▶ _Instructions to follow_: Copy the lines of the entries below character for character, beginning at the line that contains "every matching gray" and stopping after the line that contains "0,655,758,1014".

==== Provided records

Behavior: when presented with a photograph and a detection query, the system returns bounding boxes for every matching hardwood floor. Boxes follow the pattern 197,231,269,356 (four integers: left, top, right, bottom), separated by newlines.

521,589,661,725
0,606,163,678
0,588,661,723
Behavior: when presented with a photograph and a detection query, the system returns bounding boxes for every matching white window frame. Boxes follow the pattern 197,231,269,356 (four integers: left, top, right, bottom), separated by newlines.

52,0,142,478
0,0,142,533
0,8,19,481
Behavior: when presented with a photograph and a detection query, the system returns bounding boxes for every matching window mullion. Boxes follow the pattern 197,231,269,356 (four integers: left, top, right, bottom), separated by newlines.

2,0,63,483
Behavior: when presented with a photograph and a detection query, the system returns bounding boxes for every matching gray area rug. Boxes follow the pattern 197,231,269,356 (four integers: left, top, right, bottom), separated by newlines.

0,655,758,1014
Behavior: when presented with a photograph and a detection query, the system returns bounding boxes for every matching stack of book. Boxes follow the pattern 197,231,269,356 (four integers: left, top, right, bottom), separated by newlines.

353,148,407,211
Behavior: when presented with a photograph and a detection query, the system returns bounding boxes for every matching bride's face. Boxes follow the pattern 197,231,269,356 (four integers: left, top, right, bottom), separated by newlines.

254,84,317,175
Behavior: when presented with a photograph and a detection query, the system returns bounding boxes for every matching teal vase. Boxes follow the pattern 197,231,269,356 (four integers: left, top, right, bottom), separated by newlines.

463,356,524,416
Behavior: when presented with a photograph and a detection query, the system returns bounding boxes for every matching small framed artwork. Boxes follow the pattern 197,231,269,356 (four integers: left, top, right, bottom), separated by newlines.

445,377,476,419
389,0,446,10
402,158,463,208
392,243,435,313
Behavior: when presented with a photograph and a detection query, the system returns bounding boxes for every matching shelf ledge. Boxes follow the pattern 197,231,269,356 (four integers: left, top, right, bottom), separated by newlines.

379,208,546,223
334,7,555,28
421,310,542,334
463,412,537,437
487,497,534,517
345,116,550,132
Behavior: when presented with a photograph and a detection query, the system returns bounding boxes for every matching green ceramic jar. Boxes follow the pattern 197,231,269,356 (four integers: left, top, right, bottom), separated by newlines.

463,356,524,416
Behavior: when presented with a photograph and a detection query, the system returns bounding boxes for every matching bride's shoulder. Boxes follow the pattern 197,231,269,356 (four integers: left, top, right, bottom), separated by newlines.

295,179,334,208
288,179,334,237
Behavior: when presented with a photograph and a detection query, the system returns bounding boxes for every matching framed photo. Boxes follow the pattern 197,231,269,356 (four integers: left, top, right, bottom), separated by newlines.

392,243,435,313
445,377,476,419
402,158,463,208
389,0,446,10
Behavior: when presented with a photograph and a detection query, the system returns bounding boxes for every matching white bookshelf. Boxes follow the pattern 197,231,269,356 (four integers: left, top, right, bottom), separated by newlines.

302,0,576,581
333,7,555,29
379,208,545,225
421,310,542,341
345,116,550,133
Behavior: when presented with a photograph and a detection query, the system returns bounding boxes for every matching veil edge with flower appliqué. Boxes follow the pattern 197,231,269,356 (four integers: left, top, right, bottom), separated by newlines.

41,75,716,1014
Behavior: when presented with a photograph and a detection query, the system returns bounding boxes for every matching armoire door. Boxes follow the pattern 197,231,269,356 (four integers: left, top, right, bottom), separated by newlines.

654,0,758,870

========

▶ _Answer for this exercise_:
Behavior: when presented with a photograph and a detection query, the system returns bounding boxes for every matching gray area rug. Boxes follow the pattern 197,231,269,356 (four integers: left, top, right, bottom), separated by newlines.

0,655,758,1014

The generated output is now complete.